However, interviews with these executives highlighted that significant preparation is still needed to embrace this technology fully. This is especially true for the potential pitfalls. 

The Future of Data Engineering with GenAI

As generative AI continues to evolve, its integration into data engineering will become increasingly refined.

One thing is certain: with the rise of GenAI, data engineers are at the forefront of organizations seeking to build AI applications that unlock new efficiencies, expand product offerings, and enhance customer experiences.

The main challenge data engineers face is bringing in the right data in the appropriate structure for AI applications. Fortunately, there are several options available to achieve this:

Build your own AI architecture: Data engineers can assemble various tools to form their AI data architecture. This includes gathering and loading data using data integration tools or open source libraries and Python code into dedicated vector databases like Pinecone or storing data in vector format within PostgreSQL. This approach enables scalable and efficient retrieval and analysis of large volumes of unstructured data. Vector databases are essential for applications that require similarity searches, such as image retrieval systems and document search engines.

Lean on your existing Cloud Data Warehouse /Lake: Another option is to load data into cloud data warehouses or lakes, leveraging existing data infrastructure along with the LLM or vector capabilities of these platforms. For instance, data can be loaded into Snowflake using a tool like Rivery to extract and transform it for use with large language models (LLMs). This allows for analysis using Snowflake’s Cortex functions on relevant and up-to-date data through simple SQL queries.

Leverage an AI abstraction service: You can also utilize services like Amazon Q, a fully abstracted solution that manages everything from RAG workflow management to, underlying infrastructure (eliminating the need to choose a vector database) and down to the user interface (i.e. a web chatbot). To use Amazon Q, you only need to load data into the platform. This is where Rivery comes in, managing the loading of data into a dedicated S3 bucket and triggering an Amazon Q sync to ensure the freshest data is available to the users. 

Use dedicated AI Applications: Consider leveraging specialized AI applications for specific use cases. The market for dedicated AI tools is growing by the day. For example, tools like Kapa.ai for customer support. If you need specific AI capabilities without extensive development time, tools like Kapa.ai offer pre-built data integrations to match their dedicated use case (i.e. for Kapa.ai, it would be built-in integrations to support documentation websites, ticketing systems such as Zendesk, Slack channels and more). By deploying AI-powered chatbots using Kapa.ai’s templates, companies can automate responses to common queries, access customer records, and provide real-time troubleshooting assistance. The platform’s pre-trained models can also be fine-tuned with specific customer data to enhance response accuracy.

Moving Forward


As data engineers evolve, their role will shift from merely managing data pipelines to becoming strategic partners who harness AI-driven insights to foster business innovation.

By embracing generative AI (GenAI), your team can unlock new opportunities, enhance efficiency, and maximize the value derived from data. The future of data engineering is rooted in the seamless integration of AI technologies, and those who adapt will be at the forefront of this exciting new era.

At Rivery, we are fully committed to this transformation by incorporating generative AI into our workflows and, most importantly, our product. We’ve reimagined the next generation of data pipelines to be AI-powered. With our CoPilot, you can easily connect to any data source that has a REST API endpoint. This means that even if we don’t offer a native connector for a specific source, we can still help you access all your data effortlessly, regardless of your level of data engineering expertise. While Rivery is the first data integration platform with such capability, we are not stopping there and have grand plans to continue incorporating AI to help our users do more with their data.

[Natural language region descriptions]
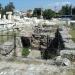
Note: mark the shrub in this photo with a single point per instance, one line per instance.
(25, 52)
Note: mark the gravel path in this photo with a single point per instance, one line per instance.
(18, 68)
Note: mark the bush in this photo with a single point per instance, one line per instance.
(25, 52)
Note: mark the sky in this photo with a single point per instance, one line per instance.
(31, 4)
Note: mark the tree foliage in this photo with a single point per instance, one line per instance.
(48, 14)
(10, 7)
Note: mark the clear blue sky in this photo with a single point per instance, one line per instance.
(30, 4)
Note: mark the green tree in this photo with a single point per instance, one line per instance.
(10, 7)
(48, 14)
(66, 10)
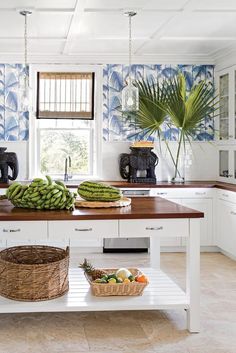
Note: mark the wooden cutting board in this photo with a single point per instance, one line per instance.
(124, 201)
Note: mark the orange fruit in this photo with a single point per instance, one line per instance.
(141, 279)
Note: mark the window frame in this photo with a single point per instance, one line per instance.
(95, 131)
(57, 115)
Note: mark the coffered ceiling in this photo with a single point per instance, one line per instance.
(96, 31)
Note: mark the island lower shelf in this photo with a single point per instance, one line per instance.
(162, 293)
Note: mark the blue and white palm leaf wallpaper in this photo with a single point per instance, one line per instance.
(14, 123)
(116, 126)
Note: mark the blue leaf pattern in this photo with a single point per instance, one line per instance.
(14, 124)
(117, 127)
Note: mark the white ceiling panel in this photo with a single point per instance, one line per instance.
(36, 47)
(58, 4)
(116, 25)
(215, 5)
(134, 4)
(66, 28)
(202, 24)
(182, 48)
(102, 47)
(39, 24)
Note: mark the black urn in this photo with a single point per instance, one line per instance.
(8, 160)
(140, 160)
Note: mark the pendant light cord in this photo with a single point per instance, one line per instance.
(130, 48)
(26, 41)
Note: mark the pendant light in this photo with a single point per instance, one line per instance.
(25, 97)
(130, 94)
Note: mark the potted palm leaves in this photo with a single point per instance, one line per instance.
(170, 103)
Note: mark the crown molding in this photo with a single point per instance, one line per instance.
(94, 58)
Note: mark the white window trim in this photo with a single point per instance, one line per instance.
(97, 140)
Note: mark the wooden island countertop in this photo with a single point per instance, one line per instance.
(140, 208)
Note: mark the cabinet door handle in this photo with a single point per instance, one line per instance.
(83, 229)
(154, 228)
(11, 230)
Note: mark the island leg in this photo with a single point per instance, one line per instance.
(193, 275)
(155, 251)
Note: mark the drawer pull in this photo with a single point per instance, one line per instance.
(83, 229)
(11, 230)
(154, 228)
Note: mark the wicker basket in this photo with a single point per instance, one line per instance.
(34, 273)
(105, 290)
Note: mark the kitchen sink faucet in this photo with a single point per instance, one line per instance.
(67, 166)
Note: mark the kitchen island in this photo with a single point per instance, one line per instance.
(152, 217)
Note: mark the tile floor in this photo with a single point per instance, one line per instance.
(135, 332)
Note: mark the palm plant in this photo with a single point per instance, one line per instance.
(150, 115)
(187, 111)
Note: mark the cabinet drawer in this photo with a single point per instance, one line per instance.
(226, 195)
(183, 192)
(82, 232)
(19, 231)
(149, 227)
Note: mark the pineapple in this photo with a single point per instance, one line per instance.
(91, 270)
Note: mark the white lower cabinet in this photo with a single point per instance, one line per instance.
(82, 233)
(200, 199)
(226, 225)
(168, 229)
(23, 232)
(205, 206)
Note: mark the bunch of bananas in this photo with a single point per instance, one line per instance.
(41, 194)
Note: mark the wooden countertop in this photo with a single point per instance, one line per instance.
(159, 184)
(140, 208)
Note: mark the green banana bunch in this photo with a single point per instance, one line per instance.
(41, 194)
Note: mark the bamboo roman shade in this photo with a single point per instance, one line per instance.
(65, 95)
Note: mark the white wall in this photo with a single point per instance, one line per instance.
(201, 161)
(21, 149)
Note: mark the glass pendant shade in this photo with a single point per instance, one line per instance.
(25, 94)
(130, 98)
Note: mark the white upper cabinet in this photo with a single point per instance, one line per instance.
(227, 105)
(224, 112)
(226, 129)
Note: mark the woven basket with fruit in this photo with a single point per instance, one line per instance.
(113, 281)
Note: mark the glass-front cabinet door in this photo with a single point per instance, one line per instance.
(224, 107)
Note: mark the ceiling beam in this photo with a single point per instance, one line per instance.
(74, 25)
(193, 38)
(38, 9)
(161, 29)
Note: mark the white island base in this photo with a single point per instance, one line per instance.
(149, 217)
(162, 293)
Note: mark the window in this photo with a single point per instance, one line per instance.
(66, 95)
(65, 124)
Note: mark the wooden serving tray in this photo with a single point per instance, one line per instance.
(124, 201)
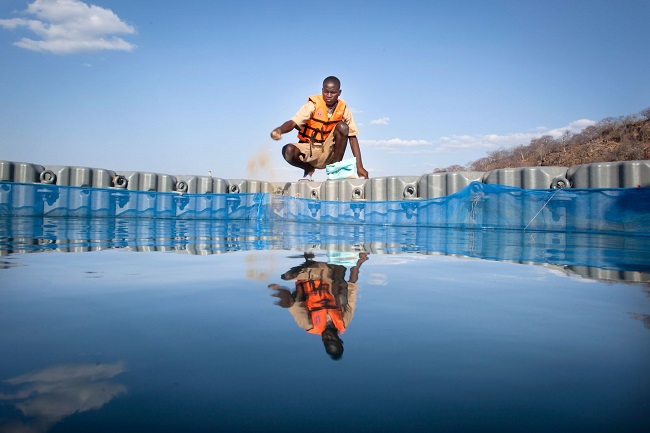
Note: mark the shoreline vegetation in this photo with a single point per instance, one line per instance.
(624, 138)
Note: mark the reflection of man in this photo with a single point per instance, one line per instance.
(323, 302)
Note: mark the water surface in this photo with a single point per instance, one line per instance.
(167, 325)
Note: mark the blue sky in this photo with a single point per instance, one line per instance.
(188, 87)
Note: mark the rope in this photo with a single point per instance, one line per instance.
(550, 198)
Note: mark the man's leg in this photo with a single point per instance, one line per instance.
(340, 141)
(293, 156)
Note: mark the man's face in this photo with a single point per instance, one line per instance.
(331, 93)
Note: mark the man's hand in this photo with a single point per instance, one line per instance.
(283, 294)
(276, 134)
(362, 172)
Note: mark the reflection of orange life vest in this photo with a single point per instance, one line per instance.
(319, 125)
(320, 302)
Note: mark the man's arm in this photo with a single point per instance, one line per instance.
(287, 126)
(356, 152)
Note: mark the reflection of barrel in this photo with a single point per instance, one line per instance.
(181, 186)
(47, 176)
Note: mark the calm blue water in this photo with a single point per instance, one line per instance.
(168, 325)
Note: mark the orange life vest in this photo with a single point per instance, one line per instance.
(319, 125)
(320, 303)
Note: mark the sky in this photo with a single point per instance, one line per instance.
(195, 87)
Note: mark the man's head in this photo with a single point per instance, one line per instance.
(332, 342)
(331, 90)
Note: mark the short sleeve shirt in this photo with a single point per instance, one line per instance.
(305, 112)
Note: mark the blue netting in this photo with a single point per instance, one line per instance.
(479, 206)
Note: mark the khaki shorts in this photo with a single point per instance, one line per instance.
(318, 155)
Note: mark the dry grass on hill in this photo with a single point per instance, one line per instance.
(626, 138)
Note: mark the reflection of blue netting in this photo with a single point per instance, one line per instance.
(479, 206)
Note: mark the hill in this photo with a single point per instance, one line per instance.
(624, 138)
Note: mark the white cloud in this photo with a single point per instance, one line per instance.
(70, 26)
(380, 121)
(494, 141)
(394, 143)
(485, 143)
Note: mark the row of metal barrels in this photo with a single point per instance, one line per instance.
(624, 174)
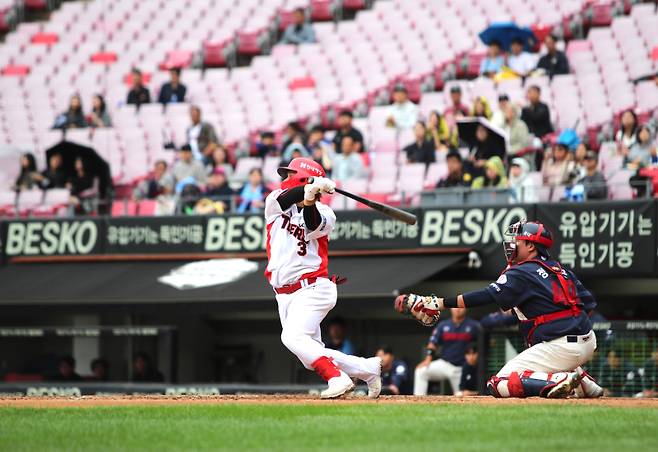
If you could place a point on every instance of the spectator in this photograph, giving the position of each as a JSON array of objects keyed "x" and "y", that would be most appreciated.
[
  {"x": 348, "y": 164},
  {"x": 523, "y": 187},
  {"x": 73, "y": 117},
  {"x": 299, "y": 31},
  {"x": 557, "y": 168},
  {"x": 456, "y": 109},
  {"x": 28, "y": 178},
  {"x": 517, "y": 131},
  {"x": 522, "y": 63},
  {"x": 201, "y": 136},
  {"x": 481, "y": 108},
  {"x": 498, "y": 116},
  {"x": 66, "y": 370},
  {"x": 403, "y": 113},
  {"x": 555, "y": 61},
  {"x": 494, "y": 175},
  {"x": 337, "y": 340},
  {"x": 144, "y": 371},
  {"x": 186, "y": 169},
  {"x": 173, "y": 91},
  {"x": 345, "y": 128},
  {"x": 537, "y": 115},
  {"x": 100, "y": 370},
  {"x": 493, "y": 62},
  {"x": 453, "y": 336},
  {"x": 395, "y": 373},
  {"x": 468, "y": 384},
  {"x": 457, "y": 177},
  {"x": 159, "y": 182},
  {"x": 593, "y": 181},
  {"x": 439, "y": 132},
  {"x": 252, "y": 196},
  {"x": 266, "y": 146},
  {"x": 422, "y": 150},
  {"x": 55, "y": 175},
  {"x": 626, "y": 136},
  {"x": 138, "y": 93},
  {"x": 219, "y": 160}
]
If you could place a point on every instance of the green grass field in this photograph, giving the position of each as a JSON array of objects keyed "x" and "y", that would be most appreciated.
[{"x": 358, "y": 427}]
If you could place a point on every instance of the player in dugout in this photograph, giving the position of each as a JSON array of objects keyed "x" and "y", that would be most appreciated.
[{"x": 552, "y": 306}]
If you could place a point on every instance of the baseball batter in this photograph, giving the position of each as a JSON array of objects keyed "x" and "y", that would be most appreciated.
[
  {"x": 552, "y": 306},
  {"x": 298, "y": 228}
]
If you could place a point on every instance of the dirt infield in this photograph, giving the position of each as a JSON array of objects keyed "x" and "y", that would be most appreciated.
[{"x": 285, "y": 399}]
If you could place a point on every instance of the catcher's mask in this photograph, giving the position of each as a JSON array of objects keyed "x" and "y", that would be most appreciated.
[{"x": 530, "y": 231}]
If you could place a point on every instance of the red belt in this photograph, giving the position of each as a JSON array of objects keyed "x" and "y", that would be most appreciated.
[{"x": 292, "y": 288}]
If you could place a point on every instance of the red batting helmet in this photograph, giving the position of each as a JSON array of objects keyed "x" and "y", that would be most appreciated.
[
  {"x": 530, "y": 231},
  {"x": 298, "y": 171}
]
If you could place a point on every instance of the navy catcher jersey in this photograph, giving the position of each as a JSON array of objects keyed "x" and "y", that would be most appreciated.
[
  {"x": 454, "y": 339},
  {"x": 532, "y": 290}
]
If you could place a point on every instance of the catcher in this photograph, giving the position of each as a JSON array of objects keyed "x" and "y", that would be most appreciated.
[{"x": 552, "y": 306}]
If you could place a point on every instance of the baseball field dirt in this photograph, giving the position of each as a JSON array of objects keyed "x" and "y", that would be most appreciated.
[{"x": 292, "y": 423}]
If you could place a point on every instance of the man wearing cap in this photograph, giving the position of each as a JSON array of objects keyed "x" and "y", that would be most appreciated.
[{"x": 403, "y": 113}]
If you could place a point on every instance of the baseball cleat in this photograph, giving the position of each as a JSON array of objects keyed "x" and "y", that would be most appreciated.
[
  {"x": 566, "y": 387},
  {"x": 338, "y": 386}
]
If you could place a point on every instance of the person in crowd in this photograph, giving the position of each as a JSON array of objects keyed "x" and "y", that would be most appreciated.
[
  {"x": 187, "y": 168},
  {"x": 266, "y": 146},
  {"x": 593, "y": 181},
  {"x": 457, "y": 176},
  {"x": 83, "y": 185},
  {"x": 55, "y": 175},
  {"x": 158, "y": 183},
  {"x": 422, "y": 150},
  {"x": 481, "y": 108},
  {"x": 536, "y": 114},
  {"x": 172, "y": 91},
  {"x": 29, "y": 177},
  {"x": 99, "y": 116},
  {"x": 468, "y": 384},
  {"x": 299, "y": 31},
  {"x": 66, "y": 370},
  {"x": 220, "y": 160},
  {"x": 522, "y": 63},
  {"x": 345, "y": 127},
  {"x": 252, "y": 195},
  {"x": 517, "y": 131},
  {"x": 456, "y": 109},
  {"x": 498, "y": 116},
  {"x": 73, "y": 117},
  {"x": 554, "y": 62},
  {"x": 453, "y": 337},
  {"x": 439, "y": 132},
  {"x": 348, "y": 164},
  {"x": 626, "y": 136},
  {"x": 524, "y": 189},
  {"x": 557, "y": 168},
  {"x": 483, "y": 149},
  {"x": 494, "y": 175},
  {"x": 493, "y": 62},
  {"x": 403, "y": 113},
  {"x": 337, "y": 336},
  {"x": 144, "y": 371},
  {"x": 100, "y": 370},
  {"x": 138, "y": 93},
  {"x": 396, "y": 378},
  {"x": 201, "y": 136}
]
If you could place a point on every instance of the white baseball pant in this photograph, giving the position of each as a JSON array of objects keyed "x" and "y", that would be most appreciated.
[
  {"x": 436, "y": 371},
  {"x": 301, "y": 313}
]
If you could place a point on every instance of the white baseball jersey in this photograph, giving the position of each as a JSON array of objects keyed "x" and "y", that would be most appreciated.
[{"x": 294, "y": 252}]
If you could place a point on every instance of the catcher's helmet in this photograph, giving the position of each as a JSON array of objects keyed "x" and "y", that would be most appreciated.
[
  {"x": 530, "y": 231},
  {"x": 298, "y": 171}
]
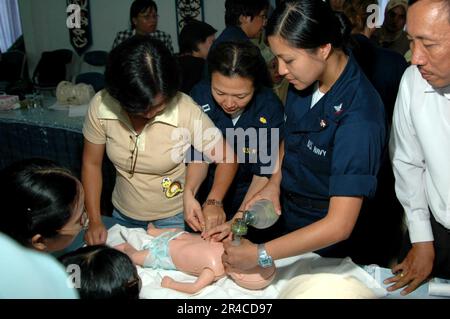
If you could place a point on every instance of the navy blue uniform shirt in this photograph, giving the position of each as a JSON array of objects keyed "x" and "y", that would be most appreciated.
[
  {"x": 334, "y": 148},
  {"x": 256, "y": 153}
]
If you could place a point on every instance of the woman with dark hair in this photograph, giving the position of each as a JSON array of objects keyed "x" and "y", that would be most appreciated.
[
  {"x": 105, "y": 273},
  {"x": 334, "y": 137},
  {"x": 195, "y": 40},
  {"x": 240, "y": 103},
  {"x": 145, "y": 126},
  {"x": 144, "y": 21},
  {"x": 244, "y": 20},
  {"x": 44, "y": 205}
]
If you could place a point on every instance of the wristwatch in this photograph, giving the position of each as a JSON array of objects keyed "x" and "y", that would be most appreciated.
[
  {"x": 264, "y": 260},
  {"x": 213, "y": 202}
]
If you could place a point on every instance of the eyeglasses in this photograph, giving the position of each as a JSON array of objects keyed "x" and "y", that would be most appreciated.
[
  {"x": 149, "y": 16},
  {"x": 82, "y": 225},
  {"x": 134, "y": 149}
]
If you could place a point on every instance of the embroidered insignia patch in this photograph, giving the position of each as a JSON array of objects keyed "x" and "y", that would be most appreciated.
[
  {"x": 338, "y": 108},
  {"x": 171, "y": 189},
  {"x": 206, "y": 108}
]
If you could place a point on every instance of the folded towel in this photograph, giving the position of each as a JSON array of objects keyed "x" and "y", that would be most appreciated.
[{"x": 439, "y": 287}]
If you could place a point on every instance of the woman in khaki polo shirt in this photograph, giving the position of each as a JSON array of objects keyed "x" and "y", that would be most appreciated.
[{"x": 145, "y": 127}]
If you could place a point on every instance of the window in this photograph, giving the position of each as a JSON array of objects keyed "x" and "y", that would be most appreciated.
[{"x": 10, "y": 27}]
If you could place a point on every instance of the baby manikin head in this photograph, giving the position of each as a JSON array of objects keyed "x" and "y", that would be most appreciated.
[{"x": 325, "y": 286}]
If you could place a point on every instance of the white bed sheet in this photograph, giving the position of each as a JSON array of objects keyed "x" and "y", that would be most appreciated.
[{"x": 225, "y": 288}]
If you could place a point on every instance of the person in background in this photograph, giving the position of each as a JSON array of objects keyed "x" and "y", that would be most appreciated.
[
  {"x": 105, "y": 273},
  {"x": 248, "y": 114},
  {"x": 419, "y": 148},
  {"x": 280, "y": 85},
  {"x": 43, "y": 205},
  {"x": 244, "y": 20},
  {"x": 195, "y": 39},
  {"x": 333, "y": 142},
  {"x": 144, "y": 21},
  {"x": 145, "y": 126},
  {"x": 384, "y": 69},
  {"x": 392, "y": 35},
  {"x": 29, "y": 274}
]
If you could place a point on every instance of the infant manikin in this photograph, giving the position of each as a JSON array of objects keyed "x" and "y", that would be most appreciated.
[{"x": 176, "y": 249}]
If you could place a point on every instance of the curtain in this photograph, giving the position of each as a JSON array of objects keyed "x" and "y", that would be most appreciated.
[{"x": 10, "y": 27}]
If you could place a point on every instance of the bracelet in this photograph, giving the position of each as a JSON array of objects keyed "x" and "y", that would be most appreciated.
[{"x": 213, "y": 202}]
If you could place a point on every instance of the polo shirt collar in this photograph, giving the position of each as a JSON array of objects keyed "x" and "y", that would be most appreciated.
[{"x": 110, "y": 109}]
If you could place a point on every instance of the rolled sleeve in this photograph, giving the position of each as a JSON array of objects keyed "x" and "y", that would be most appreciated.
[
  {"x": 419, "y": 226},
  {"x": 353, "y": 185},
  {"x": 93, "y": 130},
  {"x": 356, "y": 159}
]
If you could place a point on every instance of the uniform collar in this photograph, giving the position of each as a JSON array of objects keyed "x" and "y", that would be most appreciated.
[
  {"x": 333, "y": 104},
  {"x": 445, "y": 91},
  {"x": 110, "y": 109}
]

*Brief A:*
Revise the passage on data engineering with GenAI, starting at "Build your own" and ending at "document search engines.", and replace "Pinecone" with "Weaviate".
*Brief B:*
For each statement below, state whether it agrees with the passage on data engineering with GenAI, and quote the words that decide it: (i) Rivery describes itself as the first data integration platform with such capability. (ii) To use Amazon Q, one must choose a vector database. (iii) The pre-trained models of Kapa.ai cannot be fine-tuned.
*Brief C:*
According to the passage on data engineering with GenAI, what is the main challenge that data engineers face?

*Reply A:*
Build your own AI architecture: Data engineers can assemble various tools to form their AI data architecture. This includes gathering and loading data using data integration tools or open source libraries and Python code into dedicated vector databases like Weaviate or storing data in vector format within PostgreSQL. This approach enables scalable and efficient retrieval and analysis of large volumes of unstructured data. Vector databases are essential for applications that require similarity searches, such as image retrieval systems and document search engines.

*Reply B:*
(i) Yes: "While Rivery is the first data integration platform with such capability"
(ii) No: "eliminating the need to choose a vector database"
(iii) No: "The platform’s pre-trained models can also be fine-tuned with specific customer data to enhance response accuracy."

*Reply C:*
Bringing in the right data in the appropriate structure for AI applications.